▶ **Given problem 1**:
Pull out each line of the records that contains the string "black", and copy those lines.

▶ **Excerpted passage**:
--- Start ---

I was just thinking, since you said that this is the behaviour of the sys_mount 
API, would this be considered a regression? Should it go to stable (v5.9)?

Sargun Dhillon Nov. 24, 2020, 6:42 p.m. UTC | #2

On Thu, Nov 12, 2020 at 02:09:50AM -0800, Sargun Dhillon wrote:
> Right now, it is possible to mount NFS with an non-matching super block
> user ns, and NFS sunrpc user ns. This (for the user) results in an awkward
> set of interactions if using anything other than auth_null, where the UIDs
> being sent to the server are different than the local UIDs being checked.
> This can cause "breakage", where if you try to communicate with the NFS
> server with any other set of mappings, it breaks.
> 
> The reason for this is that you can call fsopen("nfs4") in the unprivileged
> namespace, and that configures fs_context with all the right information
> for that user namespace. In addition, it also keeps a gets a cred object
> associated with the caller -- which should match the user namespace.
> Unfortunately, the mount has to be finished in the init_user_ns because we
> currently require CAP_SYS_ADMIN in the init user namespace to call fsmount.
> This means that the superblock's user namespace is set "correctly" to the
> container, but there's absolutely no way nfs4idmap to consume an
> unprivileged user namespace because the cred / user_ns that's passed down
> to nfs4idmap is the one at fsmount.
> 
> How this actually exhibits is let's say that the UID 0 in the user
> namespace is mapped to UID 1000 in the init user ns (and kuid space). What
> will happen is that nfs4idmap will translate the UID 1000 into UID 0 on the
> wire, even if the mount is in entirely in the mount / user namespace of the
> container.
> 
> So, it looks something like this
> Client in unprivileged User NS (UID: 0, KUID: 0)
> 	->Perform open()
> 		...VFS / NFS bits...
> 		nfs_map_uid_to_name ->
> 			from_kuid_munged(init_user_ns, uid) (returns 0)
> 				RPC with UID 0
> 
> This behaviour happens "the other way" as well, where the UID in the
> container may be 0, but the corresponding kuid is 1000. When a response
> from an NFS server comes in we decode it according to the idmap userns.

--- End ---

▶ **Dataset rows**:
--- Start ---

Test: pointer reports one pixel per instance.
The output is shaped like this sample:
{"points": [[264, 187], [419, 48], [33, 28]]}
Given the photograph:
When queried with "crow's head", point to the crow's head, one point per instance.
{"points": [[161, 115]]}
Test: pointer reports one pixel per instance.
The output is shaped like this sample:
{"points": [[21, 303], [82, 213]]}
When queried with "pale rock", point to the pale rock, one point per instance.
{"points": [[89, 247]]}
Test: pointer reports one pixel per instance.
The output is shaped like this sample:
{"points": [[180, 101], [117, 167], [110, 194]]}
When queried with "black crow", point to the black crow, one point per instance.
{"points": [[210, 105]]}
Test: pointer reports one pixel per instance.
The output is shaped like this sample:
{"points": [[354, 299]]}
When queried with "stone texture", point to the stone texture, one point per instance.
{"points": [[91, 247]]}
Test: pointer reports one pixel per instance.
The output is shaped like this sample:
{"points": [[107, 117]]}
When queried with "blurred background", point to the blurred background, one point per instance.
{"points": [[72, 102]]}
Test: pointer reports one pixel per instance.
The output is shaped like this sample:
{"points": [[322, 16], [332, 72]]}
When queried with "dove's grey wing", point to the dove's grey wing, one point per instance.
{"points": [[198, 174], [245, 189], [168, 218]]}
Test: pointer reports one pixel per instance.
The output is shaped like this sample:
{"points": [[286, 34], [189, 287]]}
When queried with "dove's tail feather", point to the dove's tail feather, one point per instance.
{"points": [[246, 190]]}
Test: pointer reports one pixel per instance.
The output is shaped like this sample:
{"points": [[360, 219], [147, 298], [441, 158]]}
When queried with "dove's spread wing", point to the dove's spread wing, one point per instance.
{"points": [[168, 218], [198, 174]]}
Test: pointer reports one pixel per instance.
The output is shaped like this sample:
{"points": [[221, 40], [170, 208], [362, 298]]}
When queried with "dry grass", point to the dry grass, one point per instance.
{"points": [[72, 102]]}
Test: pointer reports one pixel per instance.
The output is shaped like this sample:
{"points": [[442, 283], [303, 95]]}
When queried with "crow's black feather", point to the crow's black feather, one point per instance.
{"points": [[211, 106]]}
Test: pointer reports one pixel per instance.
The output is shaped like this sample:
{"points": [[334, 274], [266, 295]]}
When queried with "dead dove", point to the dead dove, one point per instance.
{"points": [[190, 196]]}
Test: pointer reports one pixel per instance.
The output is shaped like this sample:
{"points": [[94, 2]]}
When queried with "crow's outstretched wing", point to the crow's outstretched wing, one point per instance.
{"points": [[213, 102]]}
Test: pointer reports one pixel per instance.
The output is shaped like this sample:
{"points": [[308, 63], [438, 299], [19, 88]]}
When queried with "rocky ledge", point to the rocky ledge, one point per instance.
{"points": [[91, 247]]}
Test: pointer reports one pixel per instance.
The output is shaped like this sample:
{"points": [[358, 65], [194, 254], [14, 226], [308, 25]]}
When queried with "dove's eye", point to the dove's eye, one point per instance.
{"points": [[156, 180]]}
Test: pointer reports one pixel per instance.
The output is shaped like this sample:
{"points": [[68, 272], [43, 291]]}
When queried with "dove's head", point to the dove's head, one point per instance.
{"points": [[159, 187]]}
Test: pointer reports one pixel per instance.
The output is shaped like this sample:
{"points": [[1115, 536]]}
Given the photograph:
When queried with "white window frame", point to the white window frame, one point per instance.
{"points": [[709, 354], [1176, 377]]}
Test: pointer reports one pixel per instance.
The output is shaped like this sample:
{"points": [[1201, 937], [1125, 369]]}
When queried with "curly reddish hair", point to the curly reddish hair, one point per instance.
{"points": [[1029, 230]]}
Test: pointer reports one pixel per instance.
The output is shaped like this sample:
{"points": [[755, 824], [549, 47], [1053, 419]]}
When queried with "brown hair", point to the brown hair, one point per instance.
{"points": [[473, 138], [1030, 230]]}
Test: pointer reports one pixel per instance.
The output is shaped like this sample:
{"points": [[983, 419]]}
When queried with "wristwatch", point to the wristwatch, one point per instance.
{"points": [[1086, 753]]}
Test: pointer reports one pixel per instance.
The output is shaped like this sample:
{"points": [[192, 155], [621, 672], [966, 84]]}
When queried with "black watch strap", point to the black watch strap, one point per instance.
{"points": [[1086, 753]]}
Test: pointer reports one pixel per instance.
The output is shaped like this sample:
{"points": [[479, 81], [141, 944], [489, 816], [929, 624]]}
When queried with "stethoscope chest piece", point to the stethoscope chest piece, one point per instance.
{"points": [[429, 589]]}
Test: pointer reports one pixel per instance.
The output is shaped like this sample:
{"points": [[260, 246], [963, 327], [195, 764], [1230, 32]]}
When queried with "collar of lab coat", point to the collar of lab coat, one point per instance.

--- End ---

▶ **Given problem 2**:
Pick up the thread about NFS mounts and user namespaces after its final sentence and carry it forward.

▶ **Result 1**:
When queried with "black crow", point to the black crow, one point per instance.
When queried with "crow's black feather", point to the crow's black feather, one point per instance.
When queried with "black watch strap", point to the black watch strap, one point per instance.

▶ **Result 2**:
> The way this exhibits is even more odd.
> 
> Server responds with file attribute (UID: 0, GID: 0)
> 	->nfs_map_name_to_uid(..., 0)
> 		->make_kuid(init_user_ns, id) (returns 0)
> 			....VFS / NFS Bits...
> 			->from_kuid(container_ns, 0) -> invalid uid
> 				-> EOVERFLOW
> 
> This changes the nfs server to use the cred / userns from fs_context, which
> is how idmap is constructed. This subsequently is used in the above
> described flow of converting uids back-and-forth.
> 
> Trond gave the feedback that this behaviour [implemented by this patch] is
> how the legacy sys_mount() behaviour worked[1], and that the intended
> behaviour is for UIDs to be plumbed through entirely, where the user
> namespaces UIDs are what is sent over the wire, and not the init user ns.
> 
> [1]: https://lore.kernel.org/linux-nfs/8feccf45f6575a204da03e796391cc135283eb88.camel@hammerspace.com/
> 
> Sargun Dhillon (2):
>   NFS: NFSv2/NFSv3: Use cred from fs_context during mount
>   NFSv4: Refactor to use user namespaces for nfs4idmap
> 
>  fs/nfs/client.c     | 4 ++--
>  fs/nfs/nfs4client.c | 2 +-
>  2 files changed, 3 insertions(+), 3 deletions(-)
> 
> 
> base-commit: 8c39076c276be0b31982e44654e2c2357473258a
> -- 
> 2.25.1
>


Trond,
Are there any other concerns you have before landing this, or do you want
to wait until the v5.11 merge window?